* _PASSAGE SHOWN_
+ + + + +

But then on Thursday evening, thud! A news story landed, which confirmed that, yes, it had all been real. Laurence Fox had launched the Reclaim Party; he had stood for London mayor; and he had secured under 2 per cent of the vote. We know this for certain because the Electoral Commission released figures that show Fox and his party received 1,153,300 in donations in the first quarter of 2021. (For context, the Liberal Democrats received 1,278,073.)
It’s a fabulous sum of money about 24 for each of Fox’s 47,634 votes and nearly all of it came from one man: fund manager, Crystal Palace shareholder and railway enthusiast Jeremy Hosking.
This was not, I should add, any great surprise, since Hosking is thought to have donated rather a lot more to the Reclaim Party when it was launched last year and was not shy about supporting the Brexit Party, either. But even so, 1,153,300 in the first quarter of 2021! It is, by anyone’s standards, a lot of cash to spaff on a bloke who has the words “freedom” and “space” tattooed on his hands.

+ + + + +

* _MATERIAL PROVIDED_

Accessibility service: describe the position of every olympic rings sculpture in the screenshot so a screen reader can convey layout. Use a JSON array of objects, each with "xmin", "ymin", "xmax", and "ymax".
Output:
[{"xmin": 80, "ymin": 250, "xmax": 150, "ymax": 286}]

+ + + + +

* _WHAT TO DO_
• A. Transcribe the passage about the Reclaim Party's donations word for word, starting at "This was not, I" and ending at "on his hands.".
• B. According to the passage about the Reclaim Party's donations, from whom did nearly all of the money come?
• C. Write the next part of the passage about the Reclaim Party's donations, picking up after its final sentence.

* _RESULTS_
• A.
This was not, I should add, any great surprise, since Hosking is thought to have donated rather a lot more to the Reclaim Party when it was launched last year and was not shy about supporting the Brexit Party, either. But even so, 1,153,300 in the first quarter of 2021! It is, by anyone’s standards, a lot of cash to spaff on a bloke who has the words “freedom” and “space” tattooed on his hands.

• B. Jeremy Hosking, a fund manager, Crystal Palace shareholder and railway enthusiast.

• C.
Now, Hosking has the “freedom” and indeed the “space” to spend his money however he likes. But one can’t help wondering if he feels, deep down, that he got a good return on his investment. Fox’s campaign, it’s fair to say, was a rather muted affair. Not by choice, you understand, but simply by dint of the fact that not enough people ever turned out to, well, unmute it.
There is a wonderful video of Fox launching his campaign in March. There he is, standing in front of a bus, croaking: “We need to police streets, not tweets.” His supporters are seemingly outnumbered by journalists. The London mayoral election was his best chance to make an impact and he flunked it. No one was expecting him to win, of course, but 47,634 votes, one imagines, fell quite a bit short of expectations.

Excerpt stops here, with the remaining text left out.